EXERCISE PASSAGE >>
--- START ---

Security Configuration

The Security Protocol property allows the user to specify the protocol for communicating with the Kafka broker. The following sections describe each of the protocols in further detail.

PLAINTEXT

This option provides an unsecured connection to the broker, with no client authentication and no encryption. In order to use this option the broker must be configured with a listener of the form:

    PLAINTEXT://host.name:port
            

SSL

This option provides an encrypted connection to the broker, with optional client authentication. In order to use this option the broker must be configured with a listener of the form:

    SSL://host.name:port
            
In addition, the processor must have an SSL Context Service selected.

If the broker specifies ssl.client.auth=none, or does not specify ssl.client.auth, then the client will not be required to present a certificate. In this case, the SSL Context Service selected may specify only a truststore containing the public key of the certificate authority used to sign the broker's key.

If the broker specifies ssl.client.auth=required then the client will be required to present a certificate. In this case, the SSL Context Service must also specify a keystore containing a client key, in addition to a truststore as described above.

SASL_PLAINTEXT

This option uses SASL with a PLAINTEXT transport layer to authenticate to the broker. In order to use this option the broker must be configured with a listener of the form:

    SASL_PLAINTEXT://host.name:port
            
In addition, the Kerberos Service Name must be specified in the processor.

SASL_PLAINTEXT - GSSAPI

If the SASL mechanism is GSSAPI, then the client must provide a JAAS configuration to authenticate. The JAAS configuration can be provided by specifying the java.security.auth.login.config system property in NiFi's bootstrap.conf, such as:

    java.arg.16=-Djava.security.auth.login.config=/path/to/kafka_client_jaas.conf
            

An example of the JAAS config file would be the following:

    KafkaClient {
        com.sun.security.auth.module.Krb5LoginModule required
        useKeyTab=true
        storeKey=true
        keyTab="/path/to/nifi.keytab"
        serviceName="kafka"
        principal="nifi@YOURREALM.COM";
    };
            
NOTE: The serviceName in the JAAS file must match the Kerberos Service Name in the processor.

Alternatively, the JAAS configuration when using GSSAPI can be provided by specifying the Kerberos Principal and Kerberos Keytab directly in the processor properties. This will dynamically create a JAAS configuration like above, and will take precedence over the java.security.auth.login.config system property.

SASL_PLAINTEXT - PLAIN

If the SASL mechanism is PLAIN, then client must provide a JAAS configuration to authenticate, but the JAAS configuration must use Kafka's PlainLoginModule. An example of the JAAS config file would be the following:

    KafkaClient {
      org.apache.kafka.common.security.plain.PlainLoginModule required
      username="nifi"

--- END ---

SOURCE DATA >>
--- START ---

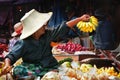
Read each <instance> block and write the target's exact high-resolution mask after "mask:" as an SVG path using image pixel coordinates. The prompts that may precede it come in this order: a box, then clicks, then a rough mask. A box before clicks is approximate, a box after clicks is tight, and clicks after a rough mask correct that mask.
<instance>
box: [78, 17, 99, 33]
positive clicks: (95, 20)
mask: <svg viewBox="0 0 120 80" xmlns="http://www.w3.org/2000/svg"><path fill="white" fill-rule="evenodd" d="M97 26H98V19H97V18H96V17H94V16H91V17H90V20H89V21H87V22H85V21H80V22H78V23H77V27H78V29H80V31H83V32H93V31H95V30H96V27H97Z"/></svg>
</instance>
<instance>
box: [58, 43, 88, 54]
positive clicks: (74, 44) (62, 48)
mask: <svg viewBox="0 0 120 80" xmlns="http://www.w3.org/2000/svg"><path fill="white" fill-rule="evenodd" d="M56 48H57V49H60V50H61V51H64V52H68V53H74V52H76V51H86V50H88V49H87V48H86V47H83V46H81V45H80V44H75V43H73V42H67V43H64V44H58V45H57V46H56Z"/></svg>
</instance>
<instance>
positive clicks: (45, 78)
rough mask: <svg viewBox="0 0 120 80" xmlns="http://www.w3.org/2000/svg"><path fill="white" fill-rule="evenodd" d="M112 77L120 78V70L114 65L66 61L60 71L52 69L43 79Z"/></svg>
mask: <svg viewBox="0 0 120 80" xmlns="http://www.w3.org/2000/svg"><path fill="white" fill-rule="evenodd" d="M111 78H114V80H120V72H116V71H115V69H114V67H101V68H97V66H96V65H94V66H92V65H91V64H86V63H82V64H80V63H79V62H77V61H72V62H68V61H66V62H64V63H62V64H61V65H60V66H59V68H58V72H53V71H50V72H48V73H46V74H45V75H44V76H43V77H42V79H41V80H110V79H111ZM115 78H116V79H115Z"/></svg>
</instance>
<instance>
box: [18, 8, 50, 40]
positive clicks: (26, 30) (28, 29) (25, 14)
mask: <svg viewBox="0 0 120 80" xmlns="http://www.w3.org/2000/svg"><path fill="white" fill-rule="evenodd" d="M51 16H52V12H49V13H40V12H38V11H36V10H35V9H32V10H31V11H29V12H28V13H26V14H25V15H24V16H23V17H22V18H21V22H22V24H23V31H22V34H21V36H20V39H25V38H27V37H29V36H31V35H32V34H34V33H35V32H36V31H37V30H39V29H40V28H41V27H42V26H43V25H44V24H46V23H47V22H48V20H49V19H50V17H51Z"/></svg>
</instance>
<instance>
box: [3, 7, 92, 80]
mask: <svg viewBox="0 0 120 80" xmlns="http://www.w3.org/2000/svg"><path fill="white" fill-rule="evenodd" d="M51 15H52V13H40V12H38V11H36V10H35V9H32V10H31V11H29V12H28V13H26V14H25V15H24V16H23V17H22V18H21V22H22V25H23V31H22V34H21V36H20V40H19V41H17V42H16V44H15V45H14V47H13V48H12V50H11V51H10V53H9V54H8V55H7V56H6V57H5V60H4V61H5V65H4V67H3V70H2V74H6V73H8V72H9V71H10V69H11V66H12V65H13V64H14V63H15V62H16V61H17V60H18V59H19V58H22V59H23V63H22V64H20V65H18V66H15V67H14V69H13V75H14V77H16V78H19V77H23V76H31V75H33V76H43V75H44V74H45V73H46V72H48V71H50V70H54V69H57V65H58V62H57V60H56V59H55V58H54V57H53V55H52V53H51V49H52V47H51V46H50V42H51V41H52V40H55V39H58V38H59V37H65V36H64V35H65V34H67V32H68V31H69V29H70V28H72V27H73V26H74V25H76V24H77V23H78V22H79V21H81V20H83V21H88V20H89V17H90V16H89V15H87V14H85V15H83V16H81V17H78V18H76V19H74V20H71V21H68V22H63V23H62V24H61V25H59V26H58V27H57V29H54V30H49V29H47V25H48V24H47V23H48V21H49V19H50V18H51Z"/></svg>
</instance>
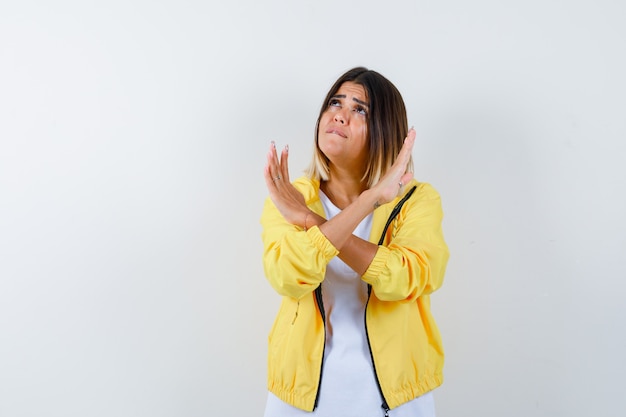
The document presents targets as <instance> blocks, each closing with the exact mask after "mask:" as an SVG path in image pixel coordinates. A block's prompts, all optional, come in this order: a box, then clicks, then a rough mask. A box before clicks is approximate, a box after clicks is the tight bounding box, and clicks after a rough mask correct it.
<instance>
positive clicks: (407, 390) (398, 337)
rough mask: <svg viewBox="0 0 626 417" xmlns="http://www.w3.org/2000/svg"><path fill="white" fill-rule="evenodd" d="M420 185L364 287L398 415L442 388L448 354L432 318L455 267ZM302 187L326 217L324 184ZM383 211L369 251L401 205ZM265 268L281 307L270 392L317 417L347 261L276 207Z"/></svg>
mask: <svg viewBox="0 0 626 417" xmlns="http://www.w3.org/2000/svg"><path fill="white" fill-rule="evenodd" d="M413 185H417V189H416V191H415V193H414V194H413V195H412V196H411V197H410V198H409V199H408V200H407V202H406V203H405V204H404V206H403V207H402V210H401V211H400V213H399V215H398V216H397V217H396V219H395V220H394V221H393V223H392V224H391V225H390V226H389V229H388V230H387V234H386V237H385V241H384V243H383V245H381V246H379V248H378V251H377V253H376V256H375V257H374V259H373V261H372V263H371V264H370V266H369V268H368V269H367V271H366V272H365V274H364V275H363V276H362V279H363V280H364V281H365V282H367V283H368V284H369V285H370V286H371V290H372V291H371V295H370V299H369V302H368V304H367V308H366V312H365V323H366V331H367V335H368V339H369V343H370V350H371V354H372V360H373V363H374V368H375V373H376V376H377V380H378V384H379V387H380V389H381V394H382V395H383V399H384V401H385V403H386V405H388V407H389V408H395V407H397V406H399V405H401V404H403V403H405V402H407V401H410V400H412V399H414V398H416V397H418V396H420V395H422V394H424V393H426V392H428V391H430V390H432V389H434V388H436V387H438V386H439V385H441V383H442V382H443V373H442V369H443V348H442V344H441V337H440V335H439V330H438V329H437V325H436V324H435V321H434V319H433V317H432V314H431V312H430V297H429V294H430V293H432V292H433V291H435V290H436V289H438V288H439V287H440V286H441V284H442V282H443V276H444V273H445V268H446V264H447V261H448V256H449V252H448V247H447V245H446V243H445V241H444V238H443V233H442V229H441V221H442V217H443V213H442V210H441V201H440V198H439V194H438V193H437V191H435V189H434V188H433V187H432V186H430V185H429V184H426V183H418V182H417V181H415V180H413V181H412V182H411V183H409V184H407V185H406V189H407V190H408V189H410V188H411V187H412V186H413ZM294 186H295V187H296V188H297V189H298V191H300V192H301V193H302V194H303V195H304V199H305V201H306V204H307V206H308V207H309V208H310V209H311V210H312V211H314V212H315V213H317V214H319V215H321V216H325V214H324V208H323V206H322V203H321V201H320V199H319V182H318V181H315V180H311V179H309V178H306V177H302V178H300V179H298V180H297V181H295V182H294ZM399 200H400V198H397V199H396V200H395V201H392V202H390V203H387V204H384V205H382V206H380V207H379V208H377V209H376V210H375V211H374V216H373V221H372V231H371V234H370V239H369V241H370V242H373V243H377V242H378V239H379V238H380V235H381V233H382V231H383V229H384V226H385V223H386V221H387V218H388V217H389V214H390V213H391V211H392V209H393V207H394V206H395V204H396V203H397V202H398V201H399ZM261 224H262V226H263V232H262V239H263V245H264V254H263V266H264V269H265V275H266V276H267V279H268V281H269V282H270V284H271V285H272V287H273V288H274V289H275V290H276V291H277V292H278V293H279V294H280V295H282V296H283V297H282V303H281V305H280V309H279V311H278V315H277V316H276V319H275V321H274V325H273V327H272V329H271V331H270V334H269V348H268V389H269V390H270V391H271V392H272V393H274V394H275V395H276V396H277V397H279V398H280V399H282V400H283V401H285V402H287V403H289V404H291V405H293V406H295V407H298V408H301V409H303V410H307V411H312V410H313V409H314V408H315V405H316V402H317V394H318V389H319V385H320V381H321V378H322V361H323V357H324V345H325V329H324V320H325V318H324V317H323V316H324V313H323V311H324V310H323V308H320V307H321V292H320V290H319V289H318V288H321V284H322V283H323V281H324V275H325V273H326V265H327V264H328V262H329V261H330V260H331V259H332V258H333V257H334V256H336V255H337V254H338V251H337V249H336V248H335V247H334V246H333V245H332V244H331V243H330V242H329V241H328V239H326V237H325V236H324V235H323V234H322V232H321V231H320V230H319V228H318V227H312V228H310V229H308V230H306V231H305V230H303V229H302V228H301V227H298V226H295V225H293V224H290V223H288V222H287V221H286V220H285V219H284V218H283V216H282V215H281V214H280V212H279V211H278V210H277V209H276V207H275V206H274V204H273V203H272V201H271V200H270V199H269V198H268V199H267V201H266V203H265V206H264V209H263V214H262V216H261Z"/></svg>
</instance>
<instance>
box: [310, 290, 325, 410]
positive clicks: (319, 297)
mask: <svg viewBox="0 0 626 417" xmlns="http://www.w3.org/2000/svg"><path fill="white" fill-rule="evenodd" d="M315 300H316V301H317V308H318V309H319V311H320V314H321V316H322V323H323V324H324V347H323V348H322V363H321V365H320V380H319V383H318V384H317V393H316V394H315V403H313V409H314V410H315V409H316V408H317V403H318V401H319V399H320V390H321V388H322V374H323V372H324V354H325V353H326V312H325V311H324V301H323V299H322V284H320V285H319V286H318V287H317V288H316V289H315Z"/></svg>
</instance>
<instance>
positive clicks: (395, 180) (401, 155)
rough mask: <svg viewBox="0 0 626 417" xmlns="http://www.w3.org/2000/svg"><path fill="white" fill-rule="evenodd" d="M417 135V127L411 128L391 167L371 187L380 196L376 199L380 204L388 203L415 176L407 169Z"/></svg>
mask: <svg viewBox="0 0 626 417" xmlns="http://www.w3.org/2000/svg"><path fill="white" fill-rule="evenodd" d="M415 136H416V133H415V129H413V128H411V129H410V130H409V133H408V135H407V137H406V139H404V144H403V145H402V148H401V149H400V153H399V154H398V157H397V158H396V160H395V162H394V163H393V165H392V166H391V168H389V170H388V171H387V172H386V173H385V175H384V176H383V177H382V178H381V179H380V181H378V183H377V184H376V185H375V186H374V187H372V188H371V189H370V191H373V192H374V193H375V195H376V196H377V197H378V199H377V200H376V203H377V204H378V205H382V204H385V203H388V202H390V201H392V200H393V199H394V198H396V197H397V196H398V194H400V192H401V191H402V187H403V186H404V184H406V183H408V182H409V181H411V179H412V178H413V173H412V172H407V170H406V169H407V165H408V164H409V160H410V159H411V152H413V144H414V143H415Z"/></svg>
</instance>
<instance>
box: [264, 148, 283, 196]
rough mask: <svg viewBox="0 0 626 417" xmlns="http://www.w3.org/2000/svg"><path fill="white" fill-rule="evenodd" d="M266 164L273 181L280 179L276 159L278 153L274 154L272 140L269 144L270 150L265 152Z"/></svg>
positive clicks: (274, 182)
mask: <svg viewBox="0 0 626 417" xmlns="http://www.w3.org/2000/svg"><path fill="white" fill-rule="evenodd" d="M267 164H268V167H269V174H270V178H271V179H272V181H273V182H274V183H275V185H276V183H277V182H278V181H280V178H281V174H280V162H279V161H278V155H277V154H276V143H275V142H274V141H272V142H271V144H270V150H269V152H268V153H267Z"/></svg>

--- END ---

AIM OF THE EXERCISE >>
Repeat the Kafka security protocols text from "This option uses" to "specified in the processor.", swapping "transport layer" for "network layer".

WRITTEN RESPONSE >>
This option uses SASL with a PLAINTEXT network layer to authenticate to the broker. In order to use this option the broker must be configured with a listener of the form:

    SASL_PLAINTEXT://host.name:port
            
In addition, the Kerberos Service Name must be specified in the processor.